## BEGIN

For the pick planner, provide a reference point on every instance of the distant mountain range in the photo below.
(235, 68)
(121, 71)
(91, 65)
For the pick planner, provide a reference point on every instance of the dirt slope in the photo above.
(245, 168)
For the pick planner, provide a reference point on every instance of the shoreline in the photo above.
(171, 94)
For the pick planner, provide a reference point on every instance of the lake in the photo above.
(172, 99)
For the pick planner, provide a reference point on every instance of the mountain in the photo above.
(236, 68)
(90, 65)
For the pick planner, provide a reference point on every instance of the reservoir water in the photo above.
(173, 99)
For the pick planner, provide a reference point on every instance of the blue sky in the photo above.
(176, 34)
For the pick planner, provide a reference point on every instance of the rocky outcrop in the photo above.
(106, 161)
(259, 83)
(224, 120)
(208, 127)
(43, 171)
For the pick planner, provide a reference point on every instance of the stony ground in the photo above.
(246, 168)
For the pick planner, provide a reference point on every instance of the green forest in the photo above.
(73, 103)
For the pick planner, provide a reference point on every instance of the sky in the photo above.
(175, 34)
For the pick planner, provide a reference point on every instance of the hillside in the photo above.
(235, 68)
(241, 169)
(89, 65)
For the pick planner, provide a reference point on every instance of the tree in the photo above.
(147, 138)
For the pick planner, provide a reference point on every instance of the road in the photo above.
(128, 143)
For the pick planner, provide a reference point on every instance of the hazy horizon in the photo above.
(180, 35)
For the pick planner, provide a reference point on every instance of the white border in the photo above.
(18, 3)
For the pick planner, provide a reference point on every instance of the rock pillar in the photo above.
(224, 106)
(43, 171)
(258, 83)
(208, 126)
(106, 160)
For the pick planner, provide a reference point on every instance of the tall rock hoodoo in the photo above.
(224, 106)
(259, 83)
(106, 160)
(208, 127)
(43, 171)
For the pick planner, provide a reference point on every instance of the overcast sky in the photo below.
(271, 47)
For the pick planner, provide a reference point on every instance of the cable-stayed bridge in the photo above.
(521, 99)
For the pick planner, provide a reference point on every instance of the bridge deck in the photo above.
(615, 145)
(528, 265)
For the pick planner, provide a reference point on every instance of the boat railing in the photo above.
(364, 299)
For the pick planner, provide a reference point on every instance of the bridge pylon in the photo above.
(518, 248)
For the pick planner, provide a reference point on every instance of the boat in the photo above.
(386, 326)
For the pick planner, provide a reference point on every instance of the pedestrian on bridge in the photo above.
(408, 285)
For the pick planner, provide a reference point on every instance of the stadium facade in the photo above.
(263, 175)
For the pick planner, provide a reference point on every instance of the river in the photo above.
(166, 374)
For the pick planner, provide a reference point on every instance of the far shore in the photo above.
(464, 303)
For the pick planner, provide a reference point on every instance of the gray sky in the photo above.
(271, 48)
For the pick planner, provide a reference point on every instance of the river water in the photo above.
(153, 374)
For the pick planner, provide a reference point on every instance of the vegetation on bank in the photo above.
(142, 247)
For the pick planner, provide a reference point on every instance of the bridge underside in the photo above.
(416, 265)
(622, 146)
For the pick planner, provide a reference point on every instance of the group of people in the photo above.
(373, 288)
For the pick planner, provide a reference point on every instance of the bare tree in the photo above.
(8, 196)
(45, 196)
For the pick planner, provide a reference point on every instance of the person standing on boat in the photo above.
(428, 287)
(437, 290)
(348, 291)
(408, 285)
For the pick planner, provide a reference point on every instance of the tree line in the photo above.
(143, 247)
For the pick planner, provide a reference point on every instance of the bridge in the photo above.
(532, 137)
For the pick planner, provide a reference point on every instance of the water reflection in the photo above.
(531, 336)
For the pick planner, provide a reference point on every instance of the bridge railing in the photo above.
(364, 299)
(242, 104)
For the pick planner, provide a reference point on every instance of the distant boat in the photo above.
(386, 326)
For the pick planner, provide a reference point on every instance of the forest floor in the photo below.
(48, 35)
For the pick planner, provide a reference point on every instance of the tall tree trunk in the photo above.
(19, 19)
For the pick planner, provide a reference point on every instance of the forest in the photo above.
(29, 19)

## END
## BEGIN

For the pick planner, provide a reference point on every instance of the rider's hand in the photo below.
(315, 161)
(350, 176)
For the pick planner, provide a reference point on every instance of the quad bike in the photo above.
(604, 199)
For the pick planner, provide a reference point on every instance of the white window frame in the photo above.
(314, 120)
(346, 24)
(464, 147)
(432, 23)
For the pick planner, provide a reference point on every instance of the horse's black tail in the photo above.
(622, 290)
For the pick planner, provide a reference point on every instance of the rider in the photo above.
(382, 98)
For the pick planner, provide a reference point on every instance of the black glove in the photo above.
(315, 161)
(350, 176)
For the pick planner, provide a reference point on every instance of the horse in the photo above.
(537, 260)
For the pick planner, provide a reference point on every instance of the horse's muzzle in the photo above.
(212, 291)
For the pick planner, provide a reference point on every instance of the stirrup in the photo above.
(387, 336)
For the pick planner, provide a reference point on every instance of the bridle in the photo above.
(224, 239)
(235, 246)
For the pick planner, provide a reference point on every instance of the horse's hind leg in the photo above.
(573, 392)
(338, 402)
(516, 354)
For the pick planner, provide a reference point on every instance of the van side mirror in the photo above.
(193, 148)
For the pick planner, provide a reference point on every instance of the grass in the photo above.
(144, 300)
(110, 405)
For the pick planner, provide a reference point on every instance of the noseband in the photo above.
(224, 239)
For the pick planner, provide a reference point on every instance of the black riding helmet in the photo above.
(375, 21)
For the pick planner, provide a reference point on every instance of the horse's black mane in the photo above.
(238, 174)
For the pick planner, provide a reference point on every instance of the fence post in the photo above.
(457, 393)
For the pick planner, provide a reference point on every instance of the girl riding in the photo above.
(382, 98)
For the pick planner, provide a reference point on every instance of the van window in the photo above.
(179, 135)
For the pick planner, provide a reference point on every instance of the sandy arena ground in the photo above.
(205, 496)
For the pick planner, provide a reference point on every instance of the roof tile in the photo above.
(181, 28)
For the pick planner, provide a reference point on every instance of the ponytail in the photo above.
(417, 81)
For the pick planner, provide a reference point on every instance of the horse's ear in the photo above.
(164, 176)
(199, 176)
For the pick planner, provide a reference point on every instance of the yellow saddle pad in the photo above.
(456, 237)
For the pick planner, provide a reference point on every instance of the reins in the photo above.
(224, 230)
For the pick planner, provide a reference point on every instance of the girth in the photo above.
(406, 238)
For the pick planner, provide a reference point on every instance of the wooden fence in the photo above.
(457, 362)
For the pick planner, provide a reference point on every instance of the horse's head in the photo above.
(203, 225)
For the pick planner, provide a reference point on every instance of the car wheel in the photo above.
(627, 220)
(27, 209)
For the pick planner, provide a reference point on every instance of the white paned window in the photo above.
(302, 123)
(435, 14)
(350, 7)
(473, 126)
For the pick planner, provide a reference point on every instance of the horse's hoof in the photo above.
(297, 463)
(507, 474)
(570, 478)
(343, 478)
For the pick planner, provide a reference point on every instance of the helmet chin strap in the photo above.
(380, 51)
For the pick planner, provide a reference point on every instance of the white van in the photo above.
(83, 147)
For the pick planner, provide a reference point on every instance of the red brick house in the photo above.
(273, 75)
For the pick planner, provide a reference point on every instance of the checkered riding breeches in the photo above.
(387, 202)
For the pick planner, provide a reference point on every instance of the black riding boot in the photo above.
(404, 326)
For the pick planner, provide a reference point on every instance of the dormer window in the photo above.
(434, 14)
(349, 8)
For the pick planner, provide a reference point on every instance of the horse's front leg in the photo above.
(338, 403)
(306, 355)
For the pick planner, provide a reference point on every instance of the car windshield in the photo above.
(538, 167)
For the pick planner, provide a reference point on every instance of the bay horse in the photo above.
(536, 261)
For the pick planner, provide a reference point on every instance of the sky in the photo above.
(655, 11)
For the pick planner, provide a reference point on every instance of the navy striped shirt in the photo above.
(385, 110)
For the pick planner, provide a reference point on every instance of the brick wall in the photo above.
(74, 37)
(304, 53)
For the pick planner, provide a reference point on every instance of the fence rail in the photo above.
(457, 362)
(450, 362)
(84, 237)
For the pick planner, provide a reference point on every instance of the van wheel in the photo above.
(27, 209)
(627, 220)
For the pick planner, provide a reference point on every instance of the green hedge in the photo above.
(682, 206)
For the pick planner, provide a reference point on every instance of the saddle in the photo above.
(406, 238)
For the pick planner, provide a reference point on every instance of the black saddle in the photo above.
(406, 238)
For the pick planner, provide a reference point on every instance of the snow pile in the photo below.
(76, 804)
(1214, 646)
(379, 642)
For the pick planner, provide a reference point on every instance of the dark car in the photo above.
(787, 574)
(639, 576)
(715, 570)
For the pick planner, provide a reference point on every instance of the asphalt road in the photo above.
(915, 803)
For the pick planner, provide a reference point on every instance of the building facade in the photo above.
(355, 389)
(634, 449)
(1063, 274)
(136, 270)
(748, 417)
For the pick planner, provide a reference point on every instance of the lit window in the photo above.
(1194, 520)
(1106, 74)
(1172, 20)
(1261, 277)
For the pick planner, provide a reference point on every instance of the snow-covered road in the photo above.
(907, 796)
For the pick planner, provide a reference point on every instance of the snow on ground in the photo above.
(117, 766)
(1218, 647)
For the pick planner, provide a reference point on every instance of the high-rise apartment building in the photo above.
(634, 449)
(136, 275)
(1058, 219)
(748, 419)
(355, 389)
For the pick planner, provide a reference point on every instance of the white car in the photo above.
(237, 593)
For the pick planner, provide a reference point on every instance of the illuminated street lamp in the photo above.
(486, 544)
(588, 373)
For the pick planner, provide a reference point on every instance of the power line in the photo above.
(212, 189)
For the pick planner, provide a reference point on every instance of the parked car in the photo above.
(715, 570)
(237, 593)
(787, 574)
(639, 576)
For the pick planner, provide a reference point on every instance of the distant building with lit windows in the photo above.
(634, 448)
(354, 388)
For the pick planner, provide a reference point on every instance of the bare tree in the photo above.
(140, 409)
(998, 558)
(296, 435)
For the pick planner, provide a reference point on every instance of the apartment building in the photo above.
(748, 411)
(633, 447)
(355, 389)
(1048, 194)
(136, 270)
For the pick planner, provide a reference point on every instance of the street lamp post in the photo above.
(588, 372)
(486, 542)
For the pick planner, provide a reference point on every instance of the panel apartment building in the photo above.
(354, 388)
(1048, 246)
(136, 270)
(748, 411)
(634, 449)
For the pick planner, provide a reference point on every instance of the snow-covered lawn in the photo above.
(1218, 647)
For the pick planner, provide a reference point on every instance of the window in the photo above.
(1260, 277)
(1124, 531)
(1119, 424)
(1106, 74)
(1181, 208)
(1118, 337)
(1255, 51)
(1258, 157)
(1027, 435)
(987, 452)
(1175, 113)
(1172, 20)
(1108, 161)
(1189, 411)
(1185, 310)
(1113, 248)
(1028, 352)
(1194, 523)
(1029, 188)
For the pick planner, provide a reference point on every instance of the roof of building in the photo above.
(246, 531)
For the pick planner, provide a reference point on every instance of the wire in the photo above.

## END

* _What you will do_: Locate every line in the data above that contains the word "post", and copy each of those lines.

* _Result for this exercise_:
For the pick planner, provide a reference point on every instance of the fence post in the photo above.
For the pick planner, provide a reference point on every instance of the street lamp post in the photo above.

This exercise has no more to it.